> [Task prompt] Please transcribe the data below in full. Omit any picture you find in it.

> [Referring expression pointing data]

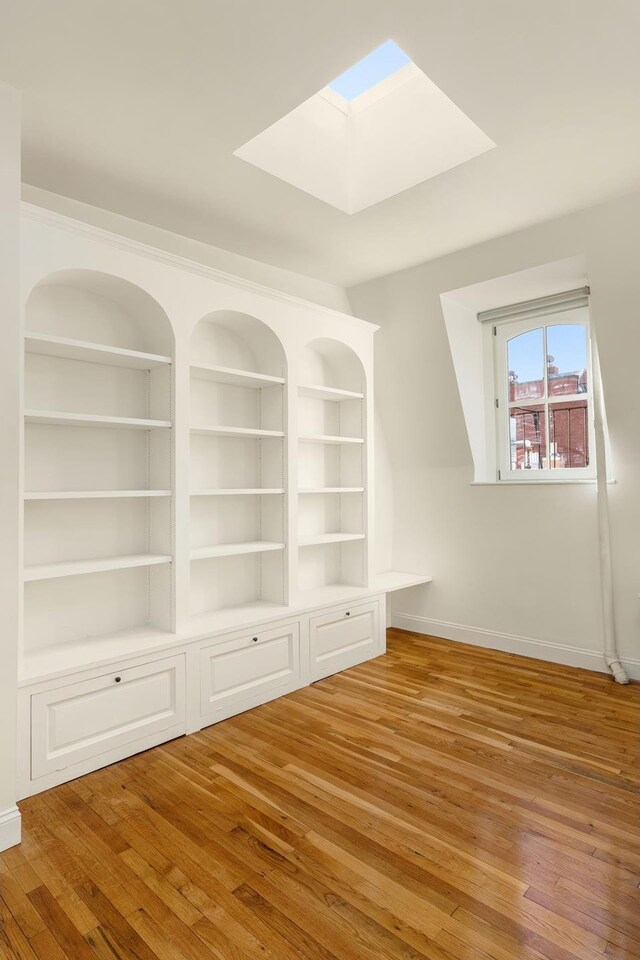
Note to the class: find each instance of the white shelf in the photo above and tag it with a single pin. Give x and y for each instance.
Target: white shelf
(249, 432)
(396, 580)
(234, 549)
(328, 393)
(331, 490)
(60, 418)
(238, 492)
(241, 378)
(72, 568)
(322, 438)
(320, 538)
(53, 346)
(93, 494)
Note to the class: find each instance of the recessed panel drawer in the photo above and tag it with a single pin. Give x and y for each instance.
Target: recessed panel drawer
(343, 638)
(248, 670)
(82, 720)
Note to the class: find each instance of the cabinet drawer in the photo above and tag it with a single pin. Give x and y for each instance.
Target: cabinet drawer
(83, 720)
(248, 670)
(343, 638)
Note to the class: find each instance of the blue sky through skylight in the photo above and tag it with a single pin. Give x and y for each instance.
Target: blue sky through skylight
(371, 70)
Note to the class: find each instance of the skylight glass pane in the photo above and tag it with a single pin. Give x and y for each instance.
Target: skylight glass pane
(375, 67)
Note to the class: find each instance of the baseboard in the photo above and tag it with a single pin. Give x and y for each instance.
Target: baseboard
(509, 643)
(9, 828)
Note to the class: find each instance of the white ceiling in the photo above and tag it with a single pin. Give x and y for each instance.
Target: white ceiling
(136, 106)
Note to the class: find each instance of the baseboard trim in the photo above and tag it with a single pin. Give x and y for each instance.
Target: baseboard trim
(10, 828)
(509, 643)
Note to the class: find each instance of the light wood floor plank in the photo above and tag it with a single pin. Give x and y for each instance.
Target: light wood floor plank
(442, 802)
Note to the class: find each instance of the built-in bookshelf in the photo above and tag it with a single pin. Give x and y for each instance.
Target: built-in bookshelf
(332, 523)
(238, 439)
(98, 462)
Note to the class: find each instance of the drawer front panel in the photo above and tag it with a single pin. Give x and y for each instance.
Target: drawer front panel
(343, 638)
(245, 671)
(83, 720)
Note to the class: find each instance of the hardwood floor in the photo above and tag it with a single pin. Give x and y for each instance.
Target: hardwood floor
(441, 802)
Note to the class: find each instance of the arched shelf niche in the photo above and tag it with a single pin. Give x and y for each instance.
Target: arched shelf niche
(332, 475)
(98, 456)
(238, 424)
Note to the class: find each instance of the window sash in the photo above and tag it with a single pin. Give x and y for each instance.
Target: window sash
(505, 330)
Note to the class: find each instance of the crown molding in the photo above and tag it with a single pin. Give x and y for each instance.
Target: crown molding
(59, 221)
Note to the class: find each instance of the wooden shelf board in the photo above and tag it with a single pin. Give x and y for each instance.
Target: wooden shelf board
(322, 438)
(234, 549)
(72, 568)
(241, 378)
(61, 418)
(238, 492)
(53, 346)
(93, 494)
(248, 432)
(331, 490)
(321, 538)
(318, 392)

> [Solution to the exercise]
Note to the class: find each instance of the white shelf in the photo above and tag it with a single pin. Give x and y for each instance.
Target: white shelf
(249, 432)
(396, 580)
(234, 549)
(328, 393)
(331, 490)
(60, 418)
(238, 492)
(241, 378)
(72, 568)
(322, 438)
(320, 538)
(53, 346)
(93, 494)
Note to the class: find each instance of the recessed panel drawer in the photo above and tag it with a single pin. Give x and y for each instance.
Target: recessed panel drawer
(343, 638)
(248, 670)
(82, 720)
Note to the class: find each instance of the cabinet drawer in the photo above and tag it with a single pin. Give x and y for each instance.
Target: cabinet drawer
(83, 720)
(248, 670)
(343, 638)
Note to the class: find each instance of the blue sky through skylight in the photo above and tag it with a single pin. Give x and y for each instance.
Target: blue sky through skylight
(371, 70)
Note to the class: find each instance of the skylight glass pane in the photo above and tag it with a single pin. Give x and y for each instance.
Target: skylight glass pane
(375, 67)
Note to the class: find each instance of the baseboard in the photo above and tag it with a single pin. Give x and y for each instance.
Target: baseboard
(509, 643)
(9, 828)
Note to the class: find each instance of the white ceiling in the photo above and tag it with a single pin. Give x and y for each instance.
Target: white ceiling
(136, 106)
Note to the class: find each instance of the baseboard trim in the photo above and tag it with a single pin. Give x and y for each instance.
Target: baseboard trim
(10, 828)
(509, 643)
Note to the class: find each instance of the light wood floor plank in the photo above and tag it with a single pin. Give x and y for each instance.
Target: light wood floor plank
(442, 802)
Note to the class: find each instance of the built-in bookshelf in the photo above and tag it with a single pin. Give x and y for each instance.
Target: built-in bookshelf
(332, 523)
(238, 439)
(98, 462)
Note to the class: find each instance of the drawer front panel in the photo above and tag it with a single pin. Give x and y for each instance.
Target: drawer front panel
(343, 638)
(245, 671)
(83, 720)
Note to the class: find each instance of the hardwood floor in the photo above and tag it with a single pin. Give x and y for each instance.
Target: hardwood floor
(441, 802)
Note to the class: find each instance of the arched shelf niche in the photo above and tag it with a single pin. Give x and y for each instance.
Target: arched shelf niche
(332, 475)
(98, 456)
(238, 424)
Note to the class: find each instance of the window sash in the photo above and tag it with a single pin. Give x and y for each instance.
Target: window sash
(505, 330)
Note to the class: find each instance of the crown molding in the photo above and tag it with a single pin. Give x and y for each instance.
Target: crown molding
(59, 221)
Note to the class: find each instance of the wooden shelf board in the photo above and tag it with a single pin. Give x and y for each instance.
Target: wooden shelf board
(322, 438)
(234, 549)
(72, 568)
(241, 378)
(61, 418)
(238, 492)
(53, 346)
(93, 494)
(248, 432)
(331, 490)
(321, 538)
(318, 392)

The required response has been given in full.